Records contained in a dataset

========================================================================

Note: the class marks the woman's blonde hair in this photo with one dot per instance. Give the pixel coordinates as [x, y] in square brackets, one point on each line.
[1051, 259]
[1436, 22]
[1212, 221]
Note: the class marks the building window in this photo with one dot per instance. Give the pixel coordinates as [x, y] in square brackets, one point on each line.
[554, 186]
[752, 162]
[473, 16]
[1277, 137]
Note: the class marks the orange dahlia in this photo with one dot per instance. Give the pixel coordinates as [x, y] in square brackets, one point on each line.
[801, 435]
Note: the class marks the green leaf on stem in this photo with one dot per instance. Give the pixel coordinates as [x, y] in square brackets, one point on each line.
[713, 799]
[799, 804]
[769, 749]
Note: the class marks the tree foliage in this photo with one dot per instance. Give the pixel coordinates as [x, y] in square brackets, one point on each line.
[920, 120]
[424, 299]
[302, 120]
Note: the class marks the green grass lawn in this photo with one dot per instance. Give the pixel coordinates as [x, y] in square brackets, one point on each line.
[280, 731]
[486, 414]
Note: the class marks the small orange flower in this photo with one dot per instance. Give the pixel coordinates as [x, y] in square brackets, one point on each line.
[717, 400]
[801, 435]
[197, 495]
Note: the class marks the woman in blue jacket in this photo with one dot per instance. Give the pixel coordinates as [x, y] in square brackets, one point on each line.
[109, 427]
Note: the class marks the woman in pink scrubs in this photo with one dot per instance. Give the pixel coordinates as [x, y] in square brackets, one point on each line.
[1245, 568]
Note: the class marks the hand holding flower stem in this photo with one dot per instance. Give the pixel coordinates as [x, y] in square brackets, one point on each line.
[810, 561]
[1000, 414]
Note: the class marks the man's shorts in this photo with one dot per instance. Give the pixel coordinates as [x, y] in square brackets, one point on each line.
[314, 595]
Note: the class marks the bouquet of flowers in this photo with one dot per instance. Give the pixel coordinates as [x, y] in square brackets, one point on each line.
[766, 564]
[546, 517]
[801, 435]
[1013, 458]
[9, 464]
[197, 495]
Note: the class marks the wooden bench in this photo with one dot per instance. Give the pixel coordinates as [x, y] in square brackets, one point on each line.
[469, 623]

========================================================================

__Instructions for the task__.
Every record must be set down again exactly.

__Result__.
Note: the class marks the woman's blonde hair in this photo with one dot per instance. Give the pixel coordinates as [x, y] in square brackets, one point on each line.
[1051, 259]
[1436, 22]
[1212, 221]
Note: the class marks the building window in this photo with one dot per instance. Give the pixel coordinates as [x, y] in square brackets, one point on each line.
[554, 186]
[752, 162]
[473, 16]
[1277, 137]
Note: the class marks the orange dahlia in this photo with one dot per instance. Give the pixel coordinates as [x, y] in square brackets, one point on each line.
[801, 435]
Note: the class marks the green leaf on stem in this photo with one dot per instance. Give the pixel coordinates as [x, y] in square brackets, one point on each line.
[713, 799]
[799, 804]
[769, 749]
Note: the class marks the tree foliage in this photo with one dot per instance. Give the pixel coordinates as [x, y] in square brackets, one point on each line.
[920, 120]
[424, 299]
[302, 120]
Note: the class marks the green grass lawn in this photo with one dot per instance. Give the pixel coordinates as [x, y] in square brackets, one point on each line.
[280, 731]
[486, 414]
Note: the class marks the small orange flower in this photo with one dot per instance. Give the pixel coordinates as [x, y] in square brackets, one point on each line.
[717, 400]
[801, 435]
[197, 495]
Note: the class marks the woman in blue jacket in this photo with one dot per instance. Give the pixel coordinates as [x, y] in square brackets, one point on each line.
[109, 427]
Note: the class marks the woman in pink scrubs in this photo with one dot per instance. Give the pixel coordinates as [x, y] in square brackets, one point on each line.
[1245, 568]
Note: the class marks the hand holding flower stem in this photo with one dot per instance. Give the pixel coordinates as [x, y] in square brackets, one point on each line.
[810, 561]
[1000, 414]
Note: the class marks the man's shorts in this photo with one dot per instance. Give the pixel coordinates as [x, y] in square brackets, one point on each line.
[314, 595]
Note: the class marks the bouquet of flowers in this photo with one dot per instance. Give the pixel coordinates as [x, y] in square brackets, one point on each line.
[766, 564]
[546, 517]
[801, 435]
[1013, 458]
[9, 464]
[197, 495]
Note: the class marks the wooden bench in this photo with one dot per instance. Give the pixel coordinates as [x, y] in square brackets, one point on each line.
[469, 623]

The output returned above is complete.